Will the 2008 campaign see the world's first ten-focus-word sentence? I used to think that was an impossibility, but I'm beginning to wonder. Would you put a sentence like the following past Hillary Clinton?

The promise of America requires bold new leadership, leadership based on the principles and values of hope and optimism -- leadership with the vision to honor America's heroes and stand up to any challenge.

Hm, maybe I'm underestimating these people. That was too easy, insultingly easy in fact... Can we reach for a fifteen-word list maybe? I have no doubt that if it happens in the next two years, Hillary will be the record-setter.

What's so tragic about Hillary's political evolution is that her decision to morph into a caricature of a Washington stuffed suit seems so clearly a conscious decision on her part, a way of overcompensating for the abuse she took when she first arrived on the Hill over a decade ago to push her health care plan. Whether you love her or hate her, Hillary is a compelling story and an iconic figure in the history of modern feminism. Hers was a journey marked by intense public humiliation and the most savage kind of abuse. En route to her current status as a favorite for the Democratic nomination she has had to navigate, publicly, all the most dangerous minefields that exist for the modern professional woman - the dilemma of whether or not to put her husband's career over her own, the burden of having to work overtime to be taken seriously in a male-dominated professional environment, the specter of abuse and discrimination by closed-minded people who see strong women as a threat to older traditional values, being rewarded for one's success by sexual humiliation at the hands of a husband more attracted to youth and feminine vulnerability than loyalty, strength, and achievement, and so on.

=-=-=-=-=

Goal A:
In the commentary on Hillary Clinton, list each of the dangerous minefields for the modern professional woman that she is said to have navigated publicly.
Goal B:
Rewrite the stretch of the commentary on Hillary Clinton from "Will the 2008" through "past Hillary Clinton?", changing "impossibility" to "absurd idea".
Goal C:
According to the commentary on Hillary Clinton, why did she decide to morph into a caricature of a Washington stuffed suit?
The listing that comes next is drawn from a separate, unrelated source.

Recorded information:
=-=-=-=-=

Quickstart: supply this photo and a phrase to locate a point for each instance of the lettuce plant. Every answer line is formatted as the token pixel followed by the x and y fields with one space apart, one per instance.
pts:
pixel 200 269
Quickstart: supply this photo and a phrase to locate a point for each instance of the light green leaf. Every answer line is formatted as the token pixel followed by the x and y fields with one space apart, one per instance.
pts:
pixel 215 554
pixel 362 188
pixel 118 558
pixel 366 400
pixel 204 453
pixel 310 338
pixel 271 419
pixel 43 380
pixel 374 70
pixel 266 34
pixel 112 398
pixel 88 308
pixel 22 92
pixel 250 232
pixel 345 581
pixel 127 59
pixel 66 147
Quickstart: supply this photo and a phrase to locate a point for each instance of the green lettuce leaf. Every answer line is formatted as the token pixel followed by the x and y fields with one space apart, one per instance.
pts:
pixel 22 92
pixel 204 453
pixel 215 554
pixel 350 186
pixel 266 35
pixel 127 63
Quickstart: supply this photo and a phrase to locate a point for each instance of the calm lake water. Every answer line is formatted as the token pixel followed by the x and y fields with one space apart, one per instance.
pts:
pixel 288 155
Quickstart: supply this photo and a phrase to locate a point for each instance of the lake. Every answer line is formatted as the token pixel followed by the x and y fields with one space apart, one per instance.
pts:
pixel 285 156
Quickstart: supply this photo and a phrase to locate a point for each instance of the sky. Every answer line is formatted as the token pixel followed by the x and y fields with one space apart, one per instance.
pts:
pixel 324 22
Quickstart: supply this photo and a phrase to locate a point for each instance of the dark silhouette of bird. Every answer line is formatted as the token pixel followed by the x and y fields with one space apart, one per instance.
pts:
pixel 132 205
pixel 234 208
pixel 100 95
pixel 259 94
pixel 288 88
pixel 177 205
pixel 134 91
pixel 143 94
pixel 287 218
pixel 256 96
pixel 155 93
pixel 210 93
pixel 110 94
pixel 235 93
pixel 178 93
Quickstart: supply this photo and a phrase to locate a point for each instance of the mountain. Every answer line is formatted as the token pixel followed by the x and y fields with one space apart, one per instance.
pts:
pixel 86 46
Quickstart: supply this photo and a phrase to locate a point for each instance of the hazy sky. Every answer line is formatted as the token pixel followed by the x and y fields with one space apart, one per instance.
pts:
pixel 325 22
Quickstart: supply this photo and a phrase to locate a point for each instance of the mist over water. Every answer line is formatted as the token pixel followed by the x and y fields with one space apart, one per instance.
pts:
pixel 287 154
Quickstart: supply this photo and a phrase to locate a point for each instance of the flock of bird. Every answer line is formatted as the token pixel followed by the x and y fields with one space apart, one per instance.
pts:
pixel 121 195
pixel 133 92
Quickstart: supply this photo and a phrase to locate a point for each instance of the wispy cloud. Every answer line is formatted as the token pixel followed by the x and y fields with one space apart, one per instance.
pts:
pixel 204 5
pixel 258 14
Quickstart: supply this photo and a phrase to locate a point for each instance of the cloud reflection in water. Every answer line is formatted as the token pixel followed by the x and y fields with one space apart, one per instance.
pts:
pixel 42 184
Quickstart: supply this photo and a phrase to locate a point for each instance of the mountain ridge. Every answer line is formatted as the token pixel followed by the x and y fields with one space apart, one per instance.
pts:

=-=-=-=-=

Exercise result A:
- The dilemma of whether or not to put her husband's career over her own
- The burden of having to work overtime to be taken seriously in a male-dominated professional environment
- The specter of abuse and discrimination by closed-minded people who see strong women as a threat to older traditional values
- Being rewarded for one's success by sexual humiliation at the hands of a husband more attracted to youth and feminine vulnerability than loyalty, strength, and achievement

Exercise result B:
Will the 2008 campaign see the world's first ten-focus-word sentence? I used to think that was an absurd idea, but I'm beginning to wonder. Would you put a sentence like the following past Hillary Clinton?

Exercise result C:
The commentary presents it as a conscious way of overcompensating for the abuse she took when she first arrived on the Hill over a decade ago to push her health care plan.